Rewrite the stretch of rows below, from the one containing "Wildlife camera-trap request: tag the window trim" through the one containing "point(901, 7)", as a Markdown table with columns No and Line. Give each line its number, and leave out blank lines.

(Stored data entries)
::::

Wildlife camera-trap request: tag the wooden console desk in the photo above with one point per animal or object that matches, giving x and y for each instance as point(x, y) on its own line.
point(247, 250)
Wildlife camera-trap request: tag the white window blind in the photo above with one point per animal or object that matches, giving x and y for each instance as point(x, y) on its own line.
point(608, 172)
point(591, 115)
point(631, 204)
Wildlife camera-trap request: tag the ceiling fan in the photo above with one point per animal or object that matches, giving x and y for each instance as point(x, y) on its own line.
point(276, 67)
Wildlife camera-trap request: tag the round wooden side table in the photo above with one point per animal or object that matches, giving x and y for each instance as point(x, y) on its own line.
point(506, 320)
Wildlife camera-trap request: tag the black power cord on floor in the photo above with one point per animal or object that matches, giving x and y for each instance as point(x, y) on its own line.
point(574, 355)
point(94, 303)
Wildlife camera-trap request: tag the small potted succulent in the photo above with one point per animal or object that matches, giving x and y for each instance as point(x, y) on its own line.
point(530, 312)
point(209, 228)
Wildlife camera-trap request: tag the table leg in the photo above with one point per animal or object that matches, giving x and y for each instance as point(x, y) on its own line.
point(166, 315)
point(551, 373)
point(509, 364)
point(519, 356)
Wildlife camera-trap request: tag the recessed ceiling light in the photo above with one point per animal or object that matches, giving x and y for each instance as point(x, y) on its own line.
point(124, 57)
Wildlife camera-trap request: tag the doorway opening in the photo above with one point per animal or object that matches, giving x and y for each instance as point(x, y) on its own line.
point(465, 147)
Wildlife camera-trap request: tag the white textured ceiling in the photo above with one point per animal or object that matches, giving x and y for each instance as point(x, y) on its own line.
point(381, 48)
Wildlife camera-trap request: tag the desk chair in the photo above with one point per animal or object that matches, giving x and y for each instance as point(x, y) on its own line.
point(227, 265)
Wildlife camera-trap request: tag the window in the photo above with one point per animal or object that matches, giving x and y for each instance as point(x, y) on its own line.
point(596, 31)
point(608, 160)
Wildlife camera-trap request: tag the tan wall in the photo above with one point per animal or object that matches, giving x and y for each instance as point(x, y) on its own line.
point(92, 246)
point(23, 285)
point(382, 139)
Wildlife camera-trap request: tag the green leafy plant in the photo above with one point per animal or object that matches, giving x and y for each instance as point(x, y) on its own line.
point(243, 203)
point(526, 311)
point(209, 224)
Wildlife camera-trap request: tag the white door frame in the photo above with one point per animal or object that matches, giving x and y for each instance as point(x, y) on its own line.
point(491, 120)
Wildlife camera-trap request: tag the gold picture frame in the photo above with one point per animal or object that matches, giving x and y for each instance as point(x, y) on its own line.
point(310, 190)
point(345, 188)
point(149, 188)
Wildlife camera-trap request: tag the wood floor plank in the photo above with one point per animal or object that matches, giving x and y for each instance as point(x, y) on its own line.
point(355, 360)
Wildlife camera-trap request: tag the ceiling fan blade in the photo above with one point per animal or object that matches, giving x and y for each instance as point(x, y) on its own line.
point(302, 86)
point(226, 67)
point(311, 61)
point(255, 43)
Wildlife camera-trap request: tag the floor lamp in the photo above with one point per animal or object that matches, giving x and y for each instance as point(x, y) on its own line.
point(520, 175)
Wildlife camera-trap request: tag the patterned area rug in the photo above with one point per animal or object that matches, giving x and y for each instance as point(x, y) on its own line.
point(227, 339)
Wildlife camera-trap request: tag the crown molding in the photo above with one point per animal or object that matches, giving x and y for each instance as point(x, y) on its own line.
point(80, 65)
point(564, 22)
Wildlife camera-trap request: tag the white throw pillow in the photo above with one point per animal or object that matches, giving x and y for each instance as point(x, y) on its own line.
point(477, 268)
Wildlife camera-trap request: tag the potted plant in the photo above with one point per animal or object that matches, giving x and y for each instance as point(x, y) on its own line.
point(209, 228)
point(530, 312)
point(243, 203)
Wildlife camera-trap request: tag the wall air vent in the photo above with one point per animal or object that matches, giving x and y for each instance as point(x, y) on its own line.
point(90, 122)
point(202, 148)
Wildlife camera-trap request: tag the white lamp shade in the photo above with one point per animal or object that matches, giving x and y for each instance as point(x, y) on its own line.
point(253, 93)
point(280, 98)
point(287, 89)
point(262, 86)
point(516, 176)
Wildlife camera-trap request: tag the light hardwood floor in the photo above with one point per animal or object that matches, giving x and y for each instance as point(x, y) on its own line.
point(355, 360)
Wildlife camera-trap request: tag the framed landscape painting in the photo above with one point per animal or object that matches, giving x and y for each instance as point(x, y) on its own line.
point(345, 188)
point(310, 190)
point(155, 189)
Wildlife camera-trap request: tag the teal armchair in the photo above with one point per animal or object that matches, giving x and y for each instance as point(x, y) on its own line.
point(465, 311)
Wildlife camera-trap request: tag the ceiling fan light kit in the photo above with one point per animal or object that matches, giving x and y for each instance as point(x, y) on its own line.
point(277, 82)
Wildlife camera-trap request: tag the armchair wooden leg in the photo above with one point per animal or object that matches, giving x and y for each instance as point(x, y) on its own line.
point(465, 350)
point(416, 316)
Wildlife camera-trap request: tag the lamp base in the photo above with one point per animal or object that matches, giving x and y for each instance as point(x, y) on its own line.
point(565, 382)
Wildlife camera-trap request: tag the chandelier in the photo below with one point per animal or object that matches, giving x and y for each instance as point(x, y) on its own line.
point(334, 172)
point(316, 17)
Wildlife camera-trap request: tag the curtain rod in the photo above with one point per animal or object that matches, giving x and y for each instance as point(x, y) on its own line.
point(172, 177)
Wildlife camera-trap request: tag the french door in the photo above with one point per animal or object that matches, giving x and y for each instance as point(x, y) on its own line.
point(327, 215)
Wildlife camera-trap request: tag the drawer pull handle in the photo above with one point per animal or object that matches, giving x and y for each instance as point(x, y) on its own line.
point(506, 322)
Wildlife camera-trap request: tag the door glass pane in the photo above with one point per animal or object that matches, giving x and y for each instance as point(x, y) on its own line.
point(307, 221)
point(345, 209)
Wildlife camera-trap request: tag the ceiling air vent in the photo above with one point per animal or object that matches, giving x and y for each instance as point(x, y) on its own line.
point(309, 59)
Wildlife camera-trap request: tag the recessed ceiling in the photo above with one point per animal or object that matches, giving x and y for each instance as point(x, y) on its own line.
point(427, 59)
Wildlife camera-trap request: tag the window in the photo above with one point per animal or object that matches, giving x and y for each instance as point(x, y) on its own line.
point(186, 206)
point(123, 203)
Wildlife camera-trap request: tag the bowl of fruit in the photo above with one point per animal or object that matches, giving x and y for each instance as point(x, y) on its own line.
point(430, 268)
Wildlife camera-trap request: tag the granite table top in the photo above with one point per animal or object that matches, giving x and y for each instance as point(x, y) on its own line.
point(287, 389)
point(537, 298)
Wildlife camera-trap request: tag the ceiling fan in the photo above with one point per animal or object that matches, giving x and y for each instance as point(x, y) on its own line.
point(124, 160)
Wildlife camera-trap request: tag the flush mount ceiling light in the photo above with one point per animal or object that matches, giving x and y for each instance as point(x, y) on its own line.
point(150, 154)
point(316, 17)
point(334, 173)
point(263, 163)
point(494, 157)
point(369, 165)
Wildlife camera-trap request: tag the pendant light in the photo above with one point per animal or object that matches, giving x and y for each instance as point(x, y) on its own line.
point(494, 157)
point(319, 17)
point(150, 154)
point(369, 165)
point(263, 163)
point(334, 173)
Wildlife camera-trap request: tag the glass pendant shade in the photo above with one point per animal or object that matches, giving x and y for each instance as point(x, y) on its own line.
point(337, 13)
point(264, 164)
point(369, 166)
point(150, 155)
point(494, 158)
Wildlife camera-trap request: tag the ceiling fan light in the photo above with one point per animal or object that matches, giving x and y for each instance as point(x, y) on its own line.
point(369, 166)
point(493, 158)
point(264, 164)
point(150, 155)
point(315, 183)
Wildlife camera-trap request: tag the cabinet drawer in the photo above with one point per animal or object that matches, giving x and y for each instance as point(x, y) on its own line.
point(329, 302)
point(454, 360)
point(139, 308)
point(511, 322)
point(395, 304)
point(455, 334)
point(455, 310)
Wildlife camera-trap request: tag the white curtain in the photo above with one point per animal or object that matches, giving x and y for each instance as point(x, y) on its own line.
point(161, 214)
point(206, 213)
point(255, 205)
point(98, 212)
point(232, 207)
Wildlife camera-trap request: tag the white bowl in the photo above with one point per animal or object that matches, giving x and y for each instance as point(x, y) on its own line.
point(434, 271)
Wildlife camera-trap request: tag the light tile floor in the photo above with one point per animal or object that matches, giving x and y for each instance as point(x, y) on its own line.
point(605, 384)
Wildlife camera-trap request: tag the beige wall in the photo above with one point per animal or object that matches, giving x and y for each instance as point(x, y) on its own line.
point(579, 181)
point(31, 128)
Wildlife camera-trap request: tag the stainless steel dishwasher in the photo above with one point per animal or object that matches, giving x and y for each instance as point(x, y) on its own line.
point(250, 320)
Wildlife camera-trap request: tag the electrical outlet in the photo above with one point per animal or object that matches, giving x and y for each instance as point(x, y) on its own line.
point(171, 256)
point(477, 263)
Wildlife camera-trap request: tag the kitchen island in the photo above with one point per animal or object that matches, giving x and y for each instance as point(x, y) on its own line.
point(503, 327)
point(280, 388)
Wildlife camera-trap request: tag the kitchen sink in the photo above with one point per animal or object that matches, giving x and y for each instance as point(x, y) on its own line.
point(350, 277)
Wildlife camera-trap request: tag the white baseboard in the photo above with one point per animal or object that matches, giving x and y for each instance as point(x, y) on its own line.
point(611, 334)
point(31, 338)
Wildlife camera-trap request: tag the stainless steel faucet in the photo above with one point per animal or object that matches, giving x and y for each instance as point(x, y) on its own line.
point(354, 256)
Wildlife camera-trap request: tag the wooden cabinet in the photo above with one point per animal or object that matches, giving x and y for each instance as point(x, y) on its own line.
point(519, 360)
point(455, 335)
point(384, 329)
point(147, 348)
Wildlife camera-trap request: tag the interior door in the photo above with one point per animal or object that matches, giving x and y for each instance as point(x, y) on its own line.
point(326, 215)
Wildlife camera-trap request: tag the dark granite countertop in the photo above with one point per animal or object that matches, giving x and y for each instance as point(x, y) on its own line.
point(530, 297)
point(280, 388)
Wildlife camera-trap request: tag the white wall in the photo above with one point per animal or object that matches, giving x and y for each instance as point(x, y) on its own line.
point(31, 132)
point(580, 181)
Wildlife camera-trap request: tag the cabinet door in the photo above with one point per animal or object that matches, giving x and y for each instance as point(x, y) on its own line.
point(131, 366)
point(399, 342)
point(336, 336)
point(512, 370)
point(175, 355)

::::

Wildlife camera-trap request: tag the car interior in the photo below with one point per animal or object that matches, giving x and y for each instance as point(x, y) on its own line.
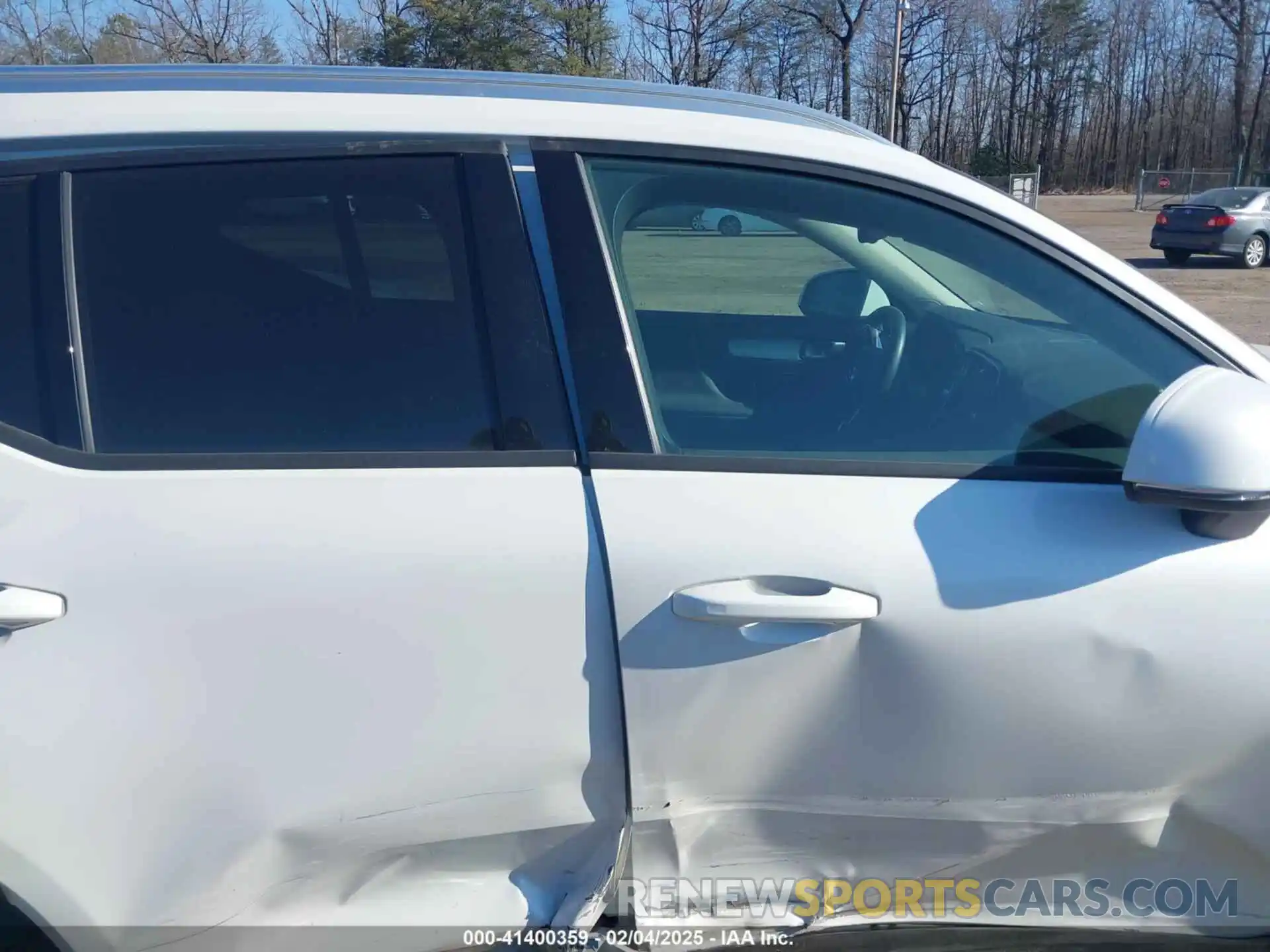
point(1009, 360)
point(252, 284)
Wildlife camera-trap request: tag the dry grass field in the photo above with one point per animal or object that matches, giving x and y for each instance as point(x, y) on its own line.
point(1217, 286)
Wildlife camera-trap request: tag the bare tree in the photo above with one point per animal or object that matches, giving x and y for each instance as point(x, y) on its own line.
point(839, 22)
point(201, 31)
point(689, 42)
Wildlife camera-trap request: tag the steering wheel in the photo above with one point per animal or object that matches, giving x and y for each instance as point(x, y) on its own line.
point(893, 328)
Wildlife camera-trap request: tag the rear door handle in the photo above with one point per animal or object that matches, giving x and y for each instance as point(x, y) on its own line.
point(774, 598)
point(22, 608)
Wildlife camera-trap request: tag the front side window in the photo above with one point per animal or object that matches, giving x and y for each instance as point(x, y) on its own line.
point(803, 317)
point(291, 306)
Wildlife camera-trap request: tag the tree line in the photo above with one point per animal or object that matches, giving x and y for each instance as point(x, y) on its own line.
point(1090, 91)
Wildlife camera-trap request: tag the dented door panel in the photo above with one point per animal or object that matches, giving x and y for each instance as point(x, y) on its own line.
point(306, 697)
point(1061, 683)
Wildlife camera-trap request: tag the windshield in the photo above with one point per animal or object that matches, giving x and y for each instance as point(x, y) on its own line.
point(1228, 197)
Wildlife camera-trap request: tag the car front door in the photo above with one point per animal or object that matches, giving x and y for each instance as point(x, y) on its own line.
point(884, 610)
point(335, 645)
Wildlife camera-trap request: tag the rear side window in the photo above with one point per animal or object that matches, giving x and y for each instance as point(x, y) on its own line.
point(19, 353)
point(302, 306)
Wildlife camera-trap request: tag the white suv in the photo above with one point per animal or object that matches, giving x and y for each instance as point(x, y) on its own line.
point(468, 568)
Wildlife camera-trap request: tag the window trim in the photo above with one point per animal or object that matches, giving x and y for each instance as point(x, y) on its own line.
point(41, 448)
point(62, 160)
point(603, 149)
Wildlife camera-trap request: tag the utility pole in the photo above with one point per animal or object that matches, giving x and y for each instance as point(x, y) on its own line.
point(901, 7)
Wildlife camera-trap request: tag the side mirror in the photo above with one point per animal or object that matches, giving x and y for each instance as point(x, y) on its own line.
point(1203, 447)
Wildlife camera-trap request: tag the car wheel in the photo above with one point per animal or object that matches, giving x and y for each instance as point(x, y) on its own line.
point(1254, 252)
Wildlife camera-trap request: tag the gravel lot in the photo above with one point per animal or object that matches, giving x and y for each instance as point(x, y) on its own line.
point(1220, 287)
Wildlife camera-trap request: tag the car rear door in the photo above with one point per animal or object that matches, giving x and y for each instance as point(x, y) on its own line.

::::

THE ANSWER |
| No | Line |
|---|---|
| 1 | Wildlife camera-trap request: tag the window trim in the photo above with one point per animal or object that matches, giving x and y for each instance as point(x, y) on its own line. |
| 2 | point(41, 448) |
| 3 | point(62, 160) |
| 4 | point(603, 149) |
| 5 | Wildlife camera-trap request: tag the utility pole in the photo above with one point per animal or object that matches, giving x and y for each instance as point(x, y) on its own line. |
| 6 | point(901, 7) |